_What needs to be done_
List every line of the items below that contains the string "black". Case counts.

= = =

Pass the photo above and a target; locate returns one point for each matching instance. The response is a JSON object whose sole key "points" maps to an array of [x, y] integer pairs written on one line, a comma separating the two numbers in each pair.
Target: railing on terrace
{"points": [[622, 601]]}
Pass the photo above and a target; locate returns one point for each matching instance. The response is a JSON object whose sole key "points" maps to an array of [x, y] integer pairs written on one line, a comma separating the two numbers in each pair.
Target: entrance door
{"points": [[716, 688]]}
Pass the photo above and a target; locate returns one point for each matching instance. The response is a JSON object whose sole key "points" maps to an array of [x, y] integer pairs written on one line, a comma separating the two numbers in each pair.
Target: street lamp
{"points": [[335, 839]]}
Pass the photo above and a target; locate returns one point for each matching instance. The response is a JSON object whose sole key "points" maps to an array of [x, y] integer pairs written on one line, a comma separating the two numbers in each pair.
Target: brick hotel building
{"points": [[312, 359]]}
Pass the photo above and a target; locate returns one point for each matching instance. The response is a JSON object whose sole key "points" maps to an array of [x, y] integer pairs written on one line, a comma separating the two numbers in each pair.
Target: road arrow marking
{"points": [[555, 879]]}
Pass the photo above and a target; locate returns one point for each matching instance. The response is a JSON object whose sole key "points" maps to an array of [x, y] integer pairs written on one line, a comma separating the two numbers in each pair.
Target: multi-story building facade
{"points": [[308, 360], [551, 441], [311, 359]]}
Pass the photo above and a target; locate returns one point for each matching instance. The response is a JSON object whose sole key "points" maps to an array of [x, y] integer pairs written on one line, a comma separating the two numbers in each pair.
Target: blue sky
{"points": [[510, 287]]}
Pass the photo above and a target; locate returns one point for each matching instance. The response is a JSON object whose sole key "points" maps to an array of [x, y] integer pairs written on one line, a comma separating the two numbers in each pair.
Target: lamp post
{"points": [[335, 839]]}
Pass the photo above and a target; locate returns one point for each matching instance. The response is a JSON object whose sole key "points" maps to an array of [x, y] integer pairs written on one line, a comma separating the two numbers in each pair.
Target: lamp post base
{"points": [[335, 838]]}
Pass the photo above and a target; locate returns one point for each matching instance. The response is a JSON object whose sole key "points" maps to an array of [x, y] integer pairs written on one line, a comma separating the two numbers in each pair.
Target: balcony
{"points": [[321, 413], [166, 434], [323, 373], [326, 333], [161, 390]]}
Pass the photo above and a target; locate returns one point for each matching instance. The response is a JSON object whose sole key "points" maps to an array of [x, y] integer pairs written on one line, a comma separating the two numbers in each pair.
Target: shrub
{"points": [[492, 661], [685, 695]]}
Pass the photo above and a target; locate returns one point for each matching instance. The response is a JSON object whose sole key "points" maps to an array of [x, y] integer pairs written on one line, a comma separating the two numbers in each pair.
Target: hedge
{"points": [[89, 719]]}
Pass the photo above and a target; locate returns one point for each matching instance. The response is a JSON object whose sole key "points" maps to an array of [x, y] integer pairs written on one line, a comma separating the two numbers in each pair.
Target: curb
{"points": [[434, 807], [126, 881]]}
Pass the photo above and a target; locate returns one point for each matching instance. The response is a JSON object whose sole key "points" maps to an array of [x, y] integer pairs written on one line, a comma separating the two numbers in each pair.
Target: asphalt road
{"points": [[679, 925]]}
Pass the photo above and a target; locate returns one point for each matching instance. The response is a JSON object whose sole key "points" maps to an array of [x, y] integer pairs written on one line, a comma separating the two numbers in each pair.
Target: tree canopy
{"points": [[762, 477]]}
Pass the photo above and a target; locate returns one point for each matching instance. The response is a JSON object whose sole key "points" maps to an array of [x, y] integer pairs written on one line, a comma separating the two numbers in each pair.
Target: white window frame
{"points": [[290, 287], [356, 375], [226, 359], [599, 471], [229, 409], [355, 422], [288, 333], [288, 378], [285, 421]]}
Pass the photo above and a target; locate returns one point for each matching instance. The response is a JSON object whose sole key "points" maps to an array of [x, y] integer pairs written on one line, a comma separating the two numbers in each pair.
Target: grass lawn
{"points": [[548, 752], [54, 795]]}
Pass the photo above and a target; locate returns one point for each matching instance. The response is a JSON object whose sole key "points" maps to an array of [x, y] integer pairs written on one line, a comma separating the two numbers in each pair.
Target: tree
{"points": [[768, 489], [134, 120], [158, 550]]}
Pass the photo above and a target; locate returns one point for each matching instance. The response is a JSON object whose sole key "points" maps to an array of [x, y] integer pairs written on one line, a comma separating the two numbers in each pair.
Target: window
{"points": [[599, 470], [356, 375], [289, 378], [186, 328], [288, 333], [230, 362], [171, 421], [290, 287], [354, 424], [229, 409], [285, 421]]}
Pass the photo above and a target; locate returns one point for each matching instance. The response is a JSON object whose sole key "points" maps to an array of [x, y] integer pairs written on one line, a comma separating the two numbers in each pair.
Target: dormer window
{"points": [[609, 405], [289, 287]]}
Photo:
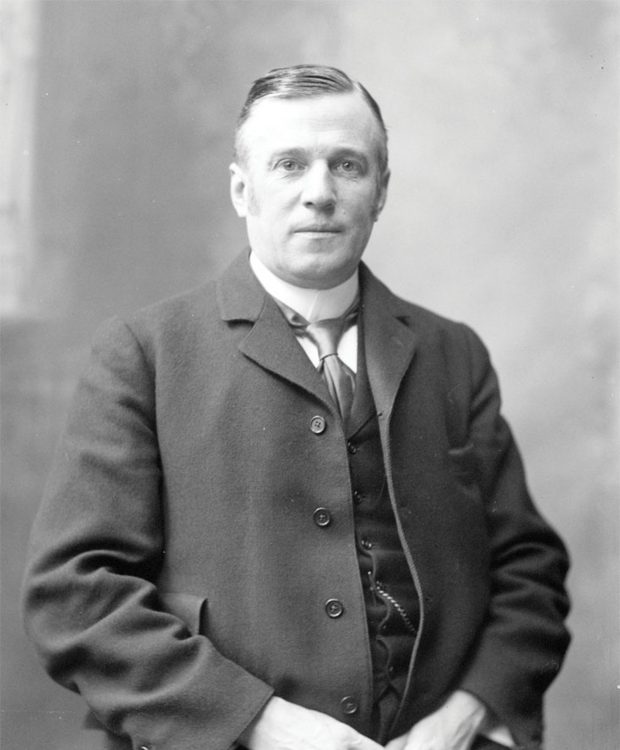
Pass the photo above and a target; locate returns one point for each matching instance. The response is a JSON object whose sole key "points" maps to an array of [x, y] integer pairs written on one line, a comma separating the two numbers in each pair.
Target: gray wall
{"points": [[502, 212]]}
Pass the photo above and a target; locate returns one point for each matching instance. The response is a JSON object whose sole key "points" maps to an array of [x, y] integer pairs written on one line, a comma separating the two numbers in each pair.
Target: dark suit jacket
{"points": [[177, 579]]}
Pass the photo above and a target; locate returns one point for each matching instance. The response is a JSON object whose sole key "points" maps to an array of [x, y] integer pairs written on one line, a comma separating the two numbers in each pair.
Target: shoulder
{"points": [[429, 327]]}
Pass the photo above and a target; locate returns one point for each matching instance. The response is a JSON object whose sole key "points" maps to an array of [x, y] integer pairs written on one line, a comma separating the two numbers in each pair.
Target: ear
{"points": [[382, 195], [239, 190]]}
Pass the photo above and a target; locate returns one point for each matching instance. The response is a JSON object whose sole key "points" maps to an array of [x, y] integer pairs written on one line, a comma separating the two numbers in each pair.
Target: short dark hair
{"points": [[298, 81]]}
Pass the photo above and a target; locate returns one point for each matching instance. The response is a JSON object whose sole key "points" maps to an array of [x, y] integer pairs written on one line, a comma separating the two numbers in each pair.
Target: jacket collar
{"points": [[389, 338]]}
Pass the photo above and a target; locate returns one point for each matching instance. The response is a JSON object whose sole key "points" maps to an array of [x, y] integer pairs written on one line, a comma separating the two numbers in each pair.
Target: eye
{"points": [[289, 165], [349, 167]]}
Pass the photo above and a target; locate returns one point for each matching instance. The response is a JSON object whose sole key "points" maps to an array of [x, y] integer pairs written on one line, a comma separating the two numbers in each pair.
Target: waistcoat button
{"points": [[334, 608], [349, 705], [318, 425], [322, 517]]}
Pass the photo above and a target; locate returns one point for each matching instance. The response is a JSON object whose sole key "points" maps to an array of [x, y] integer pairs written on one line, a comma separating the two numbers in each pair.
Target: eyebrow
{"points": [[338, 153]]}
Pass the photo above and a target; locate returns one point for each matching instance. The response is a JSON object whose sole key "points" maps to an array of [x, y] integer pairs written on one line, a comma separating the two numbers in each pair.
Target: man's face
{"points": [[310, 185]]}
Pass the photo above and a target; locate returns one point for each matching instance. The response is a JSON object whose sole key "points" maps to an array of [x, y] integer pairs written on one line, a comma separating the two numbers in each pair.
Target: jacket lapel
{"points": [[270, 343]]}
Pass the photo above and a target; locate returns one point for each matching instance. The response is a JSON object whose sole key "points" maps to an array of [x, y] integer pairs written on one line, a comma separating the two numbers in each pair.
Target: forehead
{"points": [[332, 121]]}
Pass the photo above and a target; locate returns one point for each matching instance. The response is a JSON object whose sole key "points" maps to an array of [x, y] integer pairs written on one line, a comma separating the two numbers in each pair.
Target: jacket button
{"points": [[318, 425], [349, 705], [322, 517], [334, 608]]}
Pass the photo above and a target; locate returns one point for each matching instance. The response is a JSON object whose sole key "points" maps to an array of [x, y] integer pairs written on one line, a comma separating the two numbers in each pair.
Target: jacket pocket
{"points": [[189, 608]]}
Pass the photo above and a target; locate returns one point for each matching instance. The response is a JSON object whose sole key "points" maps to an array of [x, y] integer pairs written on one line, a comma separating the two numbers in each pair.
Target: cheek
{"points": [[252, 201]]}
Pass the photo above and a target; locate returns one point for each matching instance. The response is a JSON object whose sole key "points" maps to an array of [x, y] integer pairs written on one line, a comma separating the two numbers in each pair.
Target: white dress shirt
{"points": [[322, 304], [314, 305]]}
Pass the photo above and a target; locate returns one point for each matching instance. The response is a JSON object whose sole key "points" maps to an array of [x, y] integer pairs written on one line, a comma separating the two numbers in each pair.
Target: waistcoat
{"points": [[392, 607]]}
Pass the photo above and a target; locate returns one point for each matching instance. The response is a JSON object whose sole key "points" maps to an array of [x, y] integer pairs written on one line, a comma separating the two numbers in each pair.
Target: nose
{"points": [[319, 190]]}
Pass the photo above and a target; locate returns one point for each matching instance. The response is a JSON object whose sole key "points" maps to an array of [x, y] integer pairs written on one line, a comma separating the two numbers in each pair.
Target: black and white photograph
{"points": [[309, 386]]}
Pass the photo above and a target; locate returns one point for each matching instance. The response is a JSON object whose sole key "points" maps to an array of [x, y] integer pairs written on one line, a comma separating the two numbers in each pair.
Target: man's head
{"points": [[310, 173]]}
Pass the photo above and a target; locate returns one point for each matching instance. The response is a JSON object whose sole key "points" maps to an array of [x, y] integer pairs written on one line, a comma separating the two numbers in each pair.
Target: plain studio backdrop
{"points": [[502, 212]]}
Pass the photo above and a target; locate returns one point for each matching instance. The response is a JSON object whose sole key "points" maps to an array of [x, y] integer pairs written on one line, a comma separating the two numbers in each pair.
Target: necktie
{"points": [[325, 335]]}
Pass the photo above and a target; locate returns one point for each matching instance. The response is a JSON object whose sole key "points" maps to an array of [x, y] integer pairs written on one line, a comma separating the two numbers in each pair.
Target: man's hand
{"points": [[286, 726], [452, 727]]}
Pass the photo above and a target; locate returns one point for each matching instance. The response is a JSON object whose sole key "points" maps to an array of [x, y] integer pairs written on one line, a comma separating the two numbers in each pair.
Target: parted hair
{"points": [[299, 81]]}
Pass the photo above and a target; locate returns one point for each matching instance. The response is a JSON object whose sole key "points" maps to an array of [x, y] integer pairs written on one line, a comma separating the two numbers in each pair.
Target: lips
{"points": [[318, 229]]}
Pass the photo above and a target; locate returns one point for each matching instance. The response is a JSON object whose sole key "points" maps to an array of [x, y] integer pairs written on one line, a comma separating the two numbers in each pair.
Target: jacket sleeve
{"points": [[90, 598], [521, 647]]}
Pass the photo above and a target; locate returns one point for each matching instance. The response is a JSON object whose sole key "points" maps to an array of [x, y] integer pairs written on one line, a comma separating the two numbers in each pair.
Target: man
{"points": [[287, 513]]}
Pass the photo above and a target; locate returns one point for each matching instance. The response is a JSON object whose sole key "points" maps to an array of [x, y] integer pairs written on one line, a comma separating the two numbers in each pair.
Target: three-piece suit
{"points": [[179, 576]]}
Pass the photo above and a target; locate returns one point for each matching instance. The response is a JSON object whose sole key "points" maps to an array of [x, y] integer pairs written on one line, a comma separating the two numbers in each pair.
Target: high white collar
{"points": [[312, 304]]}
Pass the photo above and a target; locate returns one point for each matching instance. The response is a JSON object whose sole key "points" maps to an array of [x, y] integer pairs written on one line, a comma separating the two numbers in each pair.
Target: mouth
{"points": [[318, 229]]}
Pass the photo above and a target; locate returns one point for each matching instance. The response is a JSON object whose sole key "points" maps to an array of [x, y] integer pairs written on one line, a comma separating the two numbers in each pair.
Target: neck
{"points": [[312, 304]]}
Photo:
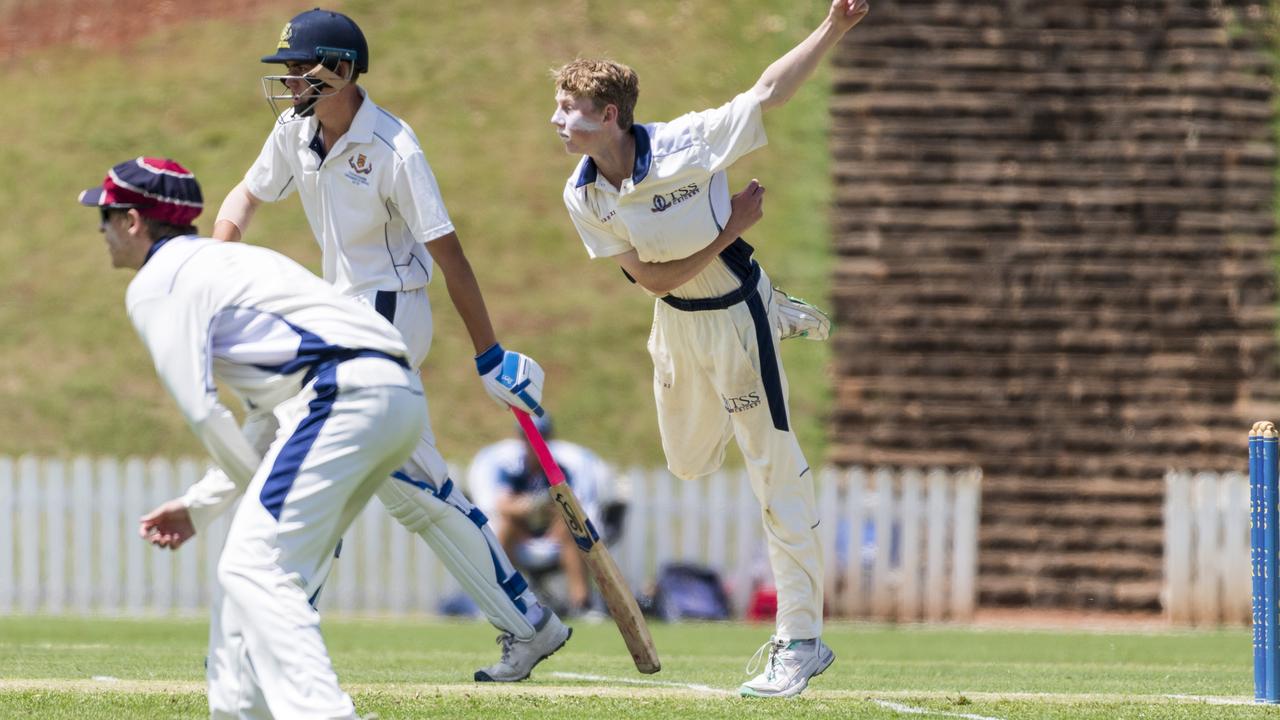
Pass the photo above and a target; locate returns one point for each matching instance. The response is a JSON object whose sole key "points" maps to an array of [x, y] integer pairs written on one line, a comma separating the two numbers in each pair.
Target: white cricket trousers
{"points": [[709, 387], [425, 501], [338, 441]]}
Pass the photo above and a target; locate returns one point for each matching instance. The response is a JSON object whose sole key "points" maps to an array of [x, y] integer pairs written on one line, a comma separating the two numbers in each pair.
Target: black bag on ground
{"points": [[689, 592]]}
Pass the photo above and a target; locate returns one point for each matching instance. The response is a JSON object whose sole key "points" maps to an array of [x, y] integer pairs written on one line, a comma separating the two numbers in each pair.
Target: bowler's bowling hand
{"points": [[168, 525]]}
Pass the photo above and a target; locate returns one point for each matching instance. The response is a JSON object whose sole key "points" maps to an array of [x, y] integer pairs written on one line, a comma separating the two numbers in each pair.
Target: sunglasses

= = =

_Answer to the problem_
Target: black and white photograph
Target: black bag on ground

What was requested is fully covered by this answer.